▶ [Requirement] Output each line of the listing that follows, with every character kept as it is.

▶ [Supplied data]
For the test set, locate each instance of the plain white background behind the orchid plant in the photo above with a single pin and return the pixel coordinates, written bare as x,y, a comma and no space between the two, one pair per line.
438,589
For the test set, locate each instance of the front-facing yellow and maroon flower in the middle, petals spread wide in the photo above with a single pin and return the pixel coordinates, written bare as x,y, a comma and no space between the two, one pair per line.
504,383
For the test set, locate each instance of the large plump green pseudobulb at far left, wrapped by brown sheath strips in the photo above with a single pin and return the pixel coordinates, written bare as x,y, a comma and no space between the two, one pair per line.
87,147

▶ [Exercise output]
For the test set, locate each instance of the plain white background behind the orchid plant in the photo above with a single pin and return the pixel coordinates, written bare as x,y, a comma and no space between the two, one pair per line.
438,589
For the test set, locate each instance of the front-facing yellow and maroon flower in the middle, petals spread wide in the photo above with a single pin and return the pixel coordinates, written bare as x,y, a comma and no space between the two, one pair per line.
504,383
For the test set, locate each instance of the large plump green pseudobulb at far left, wrapped by brown sheath strips in the photo above with a single pin and return the pixel coordinates, written bare as x,y, a comma and no space between the two, one pair per line.
87,147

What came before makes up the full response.